The Mora 2000 doesn't have the blade length to directly baton through larger wood, but has enough length to usually cut a shim off the side. This can allow larger splits to be made, after repeated a few times and carving the splits into wedges the wood can be split directly :
The wood bits at the bottom are the remains of one of the larger wedges which broke during the splitting. As the wood is split, it becomes easier to continue the splitting which gives more material for wedges. As the edge is fairly acute, attempting to chisel cut through hard knots should be avoided as this could turn the edge. Jim Aston was one of the first to discuss the use of knives of this style for batoning to split and cut wood on the internet.
The thin blade stock, 0.095", and the distal taper produce a very slender tip despite it being decently wide. This lack of cross section means the stiffness is low and even with moderate penetration in wood the knife is unable to pry out pieces due to lack of strength (1/4" in clear pine). It is strong enough to pry off even fairly thick pitcy bark :
It also is robust enough to dismantle rotted deadfall wood for tinder which can also provide a food source in various bugs. In such cases it is often helpful to carve diggin sticks and prying and wedging tools from hardwood such as the two tapered birch sticks in the above. Which not only keep the fingers out of the possibly insect infested wood, but reduce blade wear as such wood is often very dirty.
Continuing the above splitting until the round is broken up into very slender pieces of wood which can be carved into fuzz sticks, a blazing fire can be obtained from a solid piece of wood.

━━━━━━━━━━

→ Work to do:
1. Write out the stretch of the Mora 2000 passage from "The thin blade" through "often very dirty.".
2. Using the Mora 2000 passage, explain why it helps to carve digging sticks and prying tools from hardwood when dismantling rotted deadfall wood.
3. According to the Mora 2000 passage, how thick is the knife's blade stock?

→ Information given:

━━━━━━━━━━

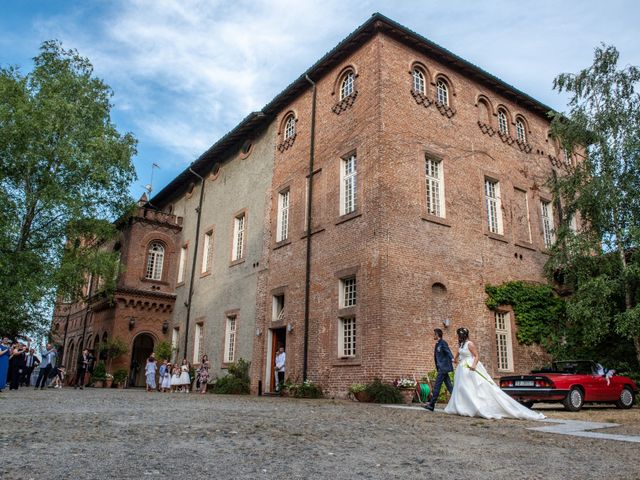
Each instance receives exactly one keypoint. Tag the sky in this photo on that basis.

━━━━━━━━━━

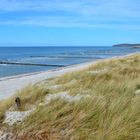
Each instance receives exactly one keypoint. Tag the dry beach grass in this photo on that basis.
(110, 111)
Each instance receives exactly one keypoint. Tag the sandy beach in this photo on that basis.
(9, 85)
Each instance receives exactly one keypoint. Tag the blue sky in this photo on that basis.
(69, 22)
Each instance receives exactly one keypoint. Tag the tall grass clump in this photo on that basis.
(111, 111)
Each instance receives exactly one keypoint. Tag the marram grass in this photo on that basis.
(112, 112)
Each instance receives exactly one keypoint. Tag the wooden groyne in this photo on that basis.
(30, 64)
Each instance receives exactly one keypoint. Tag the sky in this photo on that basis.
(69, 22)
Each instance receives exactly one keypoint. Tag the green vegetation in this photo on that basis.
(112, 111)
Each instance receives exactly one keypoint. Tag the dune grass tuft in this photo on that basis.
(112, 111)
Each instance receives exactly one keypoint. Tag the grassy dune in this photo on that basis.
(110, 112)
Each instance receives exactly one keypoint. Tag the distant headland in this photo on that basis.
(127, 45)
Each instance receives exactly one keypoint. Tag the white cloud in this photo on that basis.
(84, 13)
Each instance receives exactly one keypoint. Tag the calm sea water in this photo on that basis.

━━━━━━━━━━

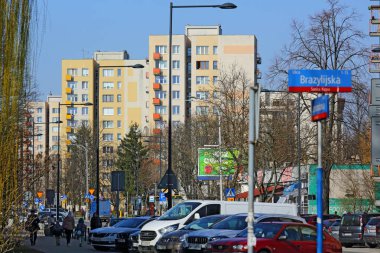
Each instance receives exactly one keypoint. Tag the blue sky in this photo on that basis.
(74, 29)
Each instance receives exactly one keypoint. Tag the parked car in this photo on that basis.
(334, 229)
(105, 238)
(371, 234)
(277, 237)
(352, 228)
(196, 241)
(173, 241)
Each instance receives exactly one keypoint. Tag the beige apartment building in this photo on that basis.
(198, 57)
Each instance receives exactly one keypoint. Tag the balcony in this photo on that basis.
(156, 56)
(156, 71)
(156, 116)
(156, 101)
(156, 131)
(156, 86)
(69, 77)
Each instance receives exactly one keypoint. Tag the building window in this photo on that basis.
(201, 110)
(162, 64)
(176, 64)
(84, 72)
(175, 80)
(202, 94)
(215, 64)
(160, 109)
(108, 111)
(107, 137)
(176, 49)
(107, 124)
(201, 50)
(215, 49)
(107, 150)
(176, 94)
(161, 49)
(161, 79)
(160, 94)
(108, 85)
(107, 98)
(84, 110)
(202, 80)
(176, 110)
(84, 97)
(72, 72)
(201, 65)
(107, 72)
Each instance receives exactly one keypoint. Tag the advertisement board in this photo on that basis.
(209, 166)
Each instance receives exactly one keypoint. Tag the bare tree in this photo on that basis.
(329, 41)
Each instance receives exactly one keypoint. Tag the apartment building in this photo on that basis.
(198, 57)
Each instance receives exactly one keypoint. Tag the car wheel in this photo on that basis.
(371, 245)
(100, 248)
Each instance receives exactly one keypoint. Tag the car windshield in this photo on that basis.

━━━━━━━━━━

→ Outputs in order:
1.
The thin blade stock, 0.095", and the distal taper produce a very slender tip despite it being decently wide. This lack of cross section means the stiffness is low and even with moderate penetration in wood the knife is unable to pry out pieces due to lack of strength (1/4" in clear pine). It is strong enough to pry off even fairly thick pitcy bark :
It also is robust enough to dismantle rotted deadfall wood for tinder which can also provide a food source in various bugs. In such cases it is often helpful to carve diggin sticks and prying and wedging tools from hardwood such as the two tapered birch sticks in the above. Which not only keep the fingers out of the possibly insect infested wood, but reduce blade wear as such wood is often very dirty.

2. Hardwood digging and prying sticks keep the fingers out of wood that may be infested with insects. They also reduce wear on the blade, since such wood is often very dirty.

3. The blade stock is 0.095" thick.